*Stated problem*
Please rewrite the lines below, replacing "photograph" with "image" wherever it appears and changing nothing else. Leave the pictures out of your answer.
----------------
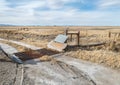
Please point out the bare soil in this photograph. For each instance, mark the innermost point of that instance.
(7, 70)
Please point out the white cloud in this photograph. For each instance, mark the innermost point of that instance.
(58, 13)
(108, 4)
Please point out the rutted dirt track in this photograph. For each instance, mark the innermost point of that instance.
(10, 72)
(55, 73)
(51, 72)
(59, 70)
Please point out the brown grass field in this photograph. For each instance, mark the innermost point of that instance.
(107, 54)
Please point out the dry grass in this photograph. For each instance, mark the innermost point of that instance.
(39, 36)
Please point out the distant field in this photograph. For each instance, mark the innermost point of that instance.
(107, 54)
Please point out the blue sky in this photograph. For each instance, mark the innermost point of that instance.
(60, 12)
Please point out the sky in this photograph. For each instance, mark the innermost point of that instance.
----------------
*Solved problem*
Please point out the bare soil in this image. For each instance, mark the innermost point of that instance.
(7, 70)
Please point out the white cloud in this image. For each instance, mark the innermost point of that instance.
(58, 13)
(108, 4)
Please point out the rutted dirt track in this image. For each instance, mark the innermost point of that instance.
(10, 72)
(55, 73)
(51, 72)
(59, 70)
Please point out the brown grass field in this image. For each instance, mark the innermost point of that instance.
(107, 54)
Please point out the dry grass in this image. For each instance, mark the innermost point of that instance.
(39, 36)
Please point out the distant field in this image. For each instance, mark the innermost point of that instance.
(107, 54)
Please point out the blue sky in this image. For each instance, mark the innermost point of that instance.
(60, 12)
Please point out the sky in this image. For each instance, mark the innermost point of that instance.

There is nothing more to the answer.